### Challenge
Reproduce all of the entries below word for word, but omit the pictures.

### Rows of box annotation data
# # # #
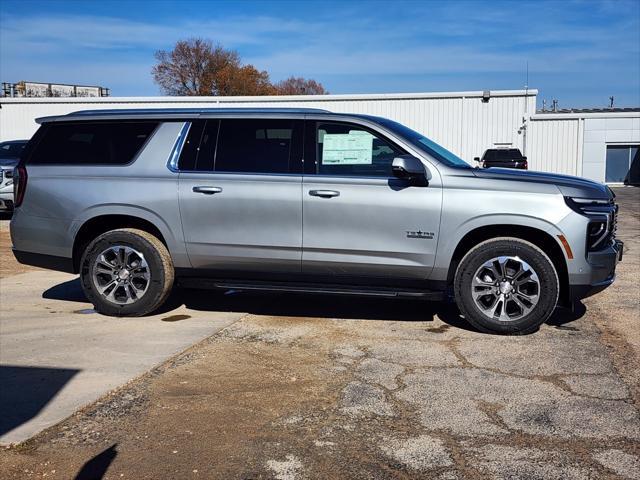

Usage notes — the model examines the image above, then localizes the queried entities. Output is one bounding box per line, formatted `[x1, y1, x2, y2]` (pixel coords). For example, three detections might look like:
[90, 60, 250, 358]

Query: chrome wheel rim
[471, 256, 540, 322]
[92, 245, 151, 305]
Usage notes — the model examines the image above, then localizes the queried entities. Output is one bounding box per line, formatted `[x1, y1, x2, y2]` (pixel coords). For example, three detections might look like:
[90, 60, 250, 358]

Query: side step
[178, 277, 445, 302]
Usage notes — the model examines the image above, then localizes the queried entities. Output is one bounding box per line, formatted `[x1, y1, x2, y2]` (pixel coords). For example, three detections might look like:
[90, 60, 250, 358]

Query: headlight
[564, 197, 618, 252]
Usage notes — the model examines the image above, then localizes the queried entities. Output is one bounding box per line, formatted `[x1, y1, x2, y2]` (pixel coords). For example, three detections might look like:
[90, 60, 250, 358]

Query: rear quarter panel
[12, 122, 188, 266]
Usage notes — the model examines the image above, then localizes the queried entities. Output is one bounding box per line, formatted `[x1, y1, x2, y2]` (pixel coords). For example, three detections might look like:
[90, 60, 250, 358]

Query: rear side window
[28, 122, 158, 165]
[215, 119, 294, 173]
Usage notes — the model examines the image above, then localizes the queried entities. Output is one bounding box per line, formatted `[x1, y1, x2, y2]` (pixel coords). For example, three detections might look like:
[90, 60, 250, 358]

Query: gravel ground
[0, 188, 640, 480]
# # # #
### Complete answer
Usage notes — the model examines the image above, then localizes the queried entities. Output is one bounding box per line, formatted `[x1, y1, x2, y2]` (pixel coords). For example, three detections might look like:
[90, 60, 250, 358]

Query: chrome wheel rim
[471, 256, 540, 322]
[92, 245, 151, 305]
Usage notes — the model examines the image above, then localizes the queried entities. Output is one bounding box per line, formatted `[x1, y1, x2, y2]` (pixel coords). For example, three detections might look like:
[90, 60, 250, 358]

Query: side step
[178, 277, 445, 302]
Usage notes — the model examines the image above, then localizes the queried entities. Output is one bounding box per line, formatted `[x1, y1, x2, y2]` (pixel coords). For example, three detections might look like:
[90, 60, 250, 358]

Query: headlight
[564, 197, 618, 252]
Usage notes — the model examines the image above, then localizes the queried entities. Output is one bounding box per line, formatted `[x1, y1, x2, y2]` (pixel coords). For example, three detections might look like:
[90, 60, 250, 358]

Query: rear quarter panel
[12, 122, 188, 266]
Usage notes — the model examines the image above, then localizes the queried entities. Output is one bounding box per line, formatted `[x1, y1, x2, y2]` (pixel coords). For example, three detections might look like:
[90, 60, 250, 358]

Query: rear side window
[28, 122, 158, 165]
[215, 119, 294, 173]
Usage notes — the model examines the image above, then localizes the queried entities. Output is one bounding box per line, formatted `[x1, y1, x2, y2]` (pixel coords). For example, three detections might look like:
[90, 60, 250, 358]

Query: gravel ground
[0, 188, 640, 480]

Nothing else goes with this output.